→ Requirement
Give the data below again, word for word.
— START —
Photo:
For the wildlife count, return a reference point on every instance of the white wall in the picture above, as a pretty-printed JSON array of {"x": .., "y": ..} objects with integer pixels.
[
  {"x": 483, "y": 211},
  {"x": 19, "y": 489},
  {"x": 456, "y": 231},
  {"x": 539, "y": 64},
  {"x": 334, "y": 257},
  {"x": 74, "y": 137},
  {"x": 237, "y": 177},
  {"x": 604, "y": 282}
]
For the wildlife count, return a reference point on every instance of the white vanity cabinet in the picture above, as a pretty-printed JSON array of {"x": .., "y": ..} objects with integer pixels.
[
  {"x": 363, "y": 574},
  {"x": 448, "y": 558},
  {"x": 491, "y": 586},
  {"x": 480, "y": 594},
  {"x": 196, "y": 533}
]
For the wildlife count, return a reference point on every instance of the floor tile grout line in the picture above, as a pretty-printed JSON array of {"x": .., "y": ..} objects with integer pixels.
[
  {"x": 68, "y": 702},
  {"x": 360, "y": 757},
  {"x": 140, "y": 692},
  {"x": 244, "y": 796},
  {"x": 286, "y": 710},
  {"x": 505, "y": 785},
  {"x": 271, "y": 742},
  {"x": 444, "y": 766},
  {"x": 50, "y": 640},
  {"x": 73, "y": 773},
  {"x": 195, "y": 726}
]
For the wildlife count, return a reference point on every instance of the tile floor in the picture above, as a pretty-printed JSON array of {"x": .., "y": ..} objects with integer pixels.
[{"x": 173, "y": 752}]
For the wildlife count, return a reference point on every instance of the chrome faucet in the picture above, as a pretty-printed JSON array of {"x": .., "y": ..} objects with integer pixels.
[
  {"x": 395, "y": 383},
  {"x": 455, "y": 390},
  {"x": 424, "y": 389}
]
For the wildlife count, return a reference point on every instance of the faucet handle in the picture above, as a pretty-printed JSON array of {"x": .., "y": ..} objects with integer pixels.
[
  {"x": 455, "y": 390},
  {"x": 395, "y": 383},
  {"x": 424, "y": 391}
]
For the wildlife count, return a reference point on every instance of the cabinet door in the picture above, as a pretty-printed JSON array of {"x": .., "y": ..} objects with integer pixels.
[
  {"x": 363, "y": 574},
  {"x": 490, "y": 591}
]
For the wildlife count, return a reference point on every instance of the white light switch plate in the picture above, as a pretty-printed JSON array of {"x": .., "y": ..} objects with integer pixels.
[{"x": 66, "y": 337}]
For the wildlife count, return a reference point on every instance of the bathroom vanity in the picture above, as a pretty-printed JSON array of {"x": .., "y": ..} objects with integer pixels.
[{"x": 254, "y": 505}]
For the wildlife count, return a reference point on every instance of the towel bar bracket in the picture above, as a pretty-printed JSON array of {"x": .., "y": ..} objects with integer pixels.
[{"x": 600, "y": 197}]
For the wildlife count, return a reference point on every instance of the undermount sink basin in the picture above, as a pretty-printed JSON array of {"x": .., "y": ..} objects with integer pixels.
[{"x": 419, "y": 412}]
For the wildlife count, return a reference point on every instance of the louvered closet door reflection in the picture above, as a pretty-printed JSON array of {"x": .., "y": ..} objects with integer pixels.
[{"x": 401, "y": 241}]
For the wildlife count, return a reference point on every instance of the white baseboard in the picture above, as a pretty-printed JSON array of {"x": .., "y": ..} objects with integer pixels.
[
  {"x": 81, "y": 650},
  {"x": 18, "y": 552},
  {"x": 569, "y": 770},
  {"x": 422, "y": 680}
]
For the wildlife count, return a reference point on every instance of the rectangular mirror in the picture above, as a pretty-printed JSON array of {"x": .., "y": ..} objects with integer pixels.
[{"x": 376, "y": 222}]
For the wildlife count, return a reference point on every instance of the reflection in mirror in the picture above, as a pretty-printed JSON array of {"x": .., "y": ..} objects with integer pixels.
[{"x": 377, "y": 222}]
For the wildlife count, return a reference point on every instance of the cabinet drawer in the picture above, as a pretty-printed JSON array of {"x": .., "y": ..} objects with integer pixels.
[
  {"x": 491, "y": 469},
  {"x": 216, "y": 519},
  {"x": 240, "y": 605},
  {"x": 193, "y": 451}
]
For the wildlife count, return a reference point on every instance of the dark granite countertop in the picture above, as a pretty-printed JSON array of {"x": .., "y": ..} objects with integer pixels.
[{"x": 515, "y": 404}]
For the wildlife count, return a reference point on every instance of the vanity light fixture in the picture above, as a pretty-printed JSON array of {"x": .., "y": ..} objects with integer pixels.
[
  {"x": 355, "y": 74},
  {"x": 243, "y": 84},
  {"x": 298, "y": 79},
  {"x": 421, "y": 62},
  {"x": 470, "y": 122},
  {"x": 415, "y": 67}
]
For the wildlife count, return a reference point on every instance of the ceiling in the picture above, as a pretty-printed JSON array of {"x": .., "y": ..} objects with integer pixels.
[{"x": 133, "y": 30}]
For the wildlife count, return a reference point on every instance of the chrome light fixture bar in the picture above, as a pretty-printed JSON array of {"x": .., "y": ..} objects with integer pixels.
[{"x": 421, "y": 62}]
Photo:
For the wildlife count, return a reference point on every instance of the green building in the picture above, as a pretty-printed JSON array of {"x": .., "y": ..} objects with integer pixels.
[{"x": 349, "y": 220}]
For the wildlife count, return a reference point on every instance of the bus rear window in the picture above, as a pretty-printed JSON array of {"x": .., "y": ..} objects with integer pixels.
— END —
→ Complete response
Photo:
For the wildlife count, return a reference point on every instance of the white wall in the picture above, as a pretty-printed JSON array of {"x": .., "y": ..} objects with integer pixels.
[
  {"x": 483, "y": 211},
  {"x": 19, "y": 489},
  {"x": 456, "y": 231},
  {"x": 539, "y": 64},
  {"x": 334, "y": 257},
  {"x": 74, "y": 137},
  {"x": 237, "y": 177},
  {"x": 604, "y": 282}
]
For the wildlife count, return a reference point on every instance of the white vanity cabinet in the picture above, as a pretty-printed JSON array of {"x": .., "y": ..} objects with integer pixels.
[
  {"x": 363, "y": 574},
  {"x": 448, "y": 558},
  {"x": 491, "y": 586},
  {"x": 480, "y": 594},
  {"x": 196, "y": 533}
]
For the wildlife count, return a reference point on every instance of the floor tile grout line in the picture above, as a pretty-printed JSON array of {"x": .., "y": ..} objects with integer pixels.
[
  {"x": 68, "y": 702},
  {"x": 360, "y": 757},
  {"x": 140, "y": 692},
  {"x": 244, "y": 796},
  {"x": 286, "y": 710},
  {"x": 505, "y": 785},
  {"x": 271, "y": 742},
  {"x": 444, "y": 766},
  {"x": 50, "y": 640},
  {"x": 73, "y": 773},
  {"x": 195, "y": 726}
]
For the wildlife count, return a reference point on every instance of the tile floor in the picture above, as a pretty-printed JSON array of {"x": .., "y": ..} objects with integer pixels.
[{"x": 173, "y": 752}]
For the wildlife count, return a reference point on every instance of the chrome faucet in the picture above, as a pretty-printed JSON array of {"x": .., "y": ..} objects with integer pixels.
[
  {"x": 395, "y": 383},
  {"x": 455, "y": 390},
  {"x": 424, "y": 389}
]
For the wildlife count, return a reference point on every instance of the faucet handle in the picture above, as a pretty-printed JSON array of {"x": .., "y": ..} objects with integer pixels.
[
  {"x": 455, "y": 390},
  {"x": 395, "y": 383},
  {"x": 424, "y": 391}
]
For the wildlife count, return a reference point on every instance of the cabinet door in the picture above, as a pretty-printed JSON array of {"x": .., "y": ..} objects with integer pixels.
[
  {"x": 363, "y": 574},
  {"x": 490, "y": 591}
]
For the wildlife count, return a reference point on every instance of the white light switch plate in the picture above, as a pretty-printed JSON array of {"x": .., "y": ..} objects with integer pixels.
[{"x": 66, "y": 337}]
For the wildlife count, return a reference point on every instance of the bathroom vanity in the picture above, as a pretty-printed JSON array of {"x": .., "y": ..} objects with integer pixels.
[{"x": 254, "y": 505}]
For the wildlife count, return a reference point on every instance of the towel bar bracket in the picture above, as a pretty-printed JSON array of {"x": .., "y": ..} objects with integer pixels.
[{"x": 600, "y": 197}]
For the wildlife count, return a reference point on every instance of the undermount sink basin in the picture above, as a pretty-printed JSON array of {"x": .., "y": ..} objects with integer pixels.
[{"x": 419, "y": 412}]
For the wildlife count, return a reference point on every instance of the louvered closet door reflection in the picture above, as a pretty-printed JSON array of {"x": .., "y": ..} objects with integer pixels.
[{"x": 401, "y": 241}]
For the wildlife count, return a reference point on every instance of the white baseboard in the picture above, as a pretty-printed JSON array of {"x": .., "y": ..} objects with integer pixels.
[
  {"x": 81, "y": 650},
  {"x": 18, "y": 552},
  {"x": 569, "y": 770},
  {"x": 422, "y": 680}
]
For the wildlife count, return a reference point on every instance of the rectangular mirror in the picture above, as a pretty-printed JSON array of {"x": .., "y": ..} objects with integer pixels.
[{"x": 376, "y": 222}]
For the wildlife count, return a reference point on every instance of the reflection in mirror in the picture above, as a pretty-printed JSON array of {"x": .., "y": ..} objects with integer pixels.
[{"x": 377, "y": 222}]
For the wildlife count, return a reference point on every instance of the cabinet drawer in the picture above, as a pretty-printed JSON array of {"x": .., "y": ..} objects with integer pixels.
[
  {"x": 491, "y": 469},
  {"x": 216, "y": 519},
  {"x": 240, "y": 605},
  {"x": 193, "y": 451}
]
For the wildlife count, return a reference point on every instance of the dark granite countertop in the picture above, as a pretty-printed JSON array of {"x": .., "y": ..} objects with integer pixels.
[{"x": 515, "y": 404}]
For the wildlife count, return a reference point on every instance of the vanity light fixture in the picture above, as a pretty-printed JSON array of {"x": .., "y": ..} objects with integer pixels.
[
  {"x": 355, "y": 74},
  {"x": 243, "y": 84},
  {"x": 298, "y": 79},
  {"x": 421, "y": 62},
  {"x": 470, "y": 122},
  {"x": 415, "y": 67}
]
For the wildlife count, return a reference point on every instance of the ceiling in the picture above, as a pretty-printed JSON array of {"x": .., "y": ..} objects with integer pixels.
[{"x": 133, "y": 30}]
For the wildlife count, return a reference point on every instance of the chrome light fixture bar in the picture above, as a pretty-printed JSON array of {"x": .., "y": ..} objects with integer pixels.
[{"x": 421, "y": 62}]
Photo:
For the wildlife count, return a reference point on every instance of the green building in the picture above, as a pretty-printed JSON array of {"x": .., "y": ..} objects with integer pixels.
[{"x": 349, "y": 220}]
For the wildlife count, return a reference point on every instance of the bus rear window in the picture above, as a pretty-printed JSON array of {"x": .., "y": ..} objects with integer pixels.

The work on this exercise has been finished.